__Work to complete__
Reproduce the following data line for line, but omit the pictures.
○ ○ ○ ○ ○ ○ ○
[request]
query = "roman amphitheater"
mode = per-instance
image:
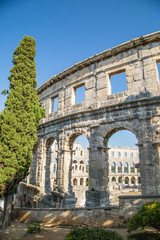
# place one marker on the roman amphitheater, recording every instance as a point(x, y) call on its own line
○ ○ ○ ○ ○ ○ ○
__Solution to this exercise__
[request]
query = "roman amphitheater"
mode = per-instance
image:
# place one marker on the roman amphitheater, recording every instance as a point(x, y) call on its own line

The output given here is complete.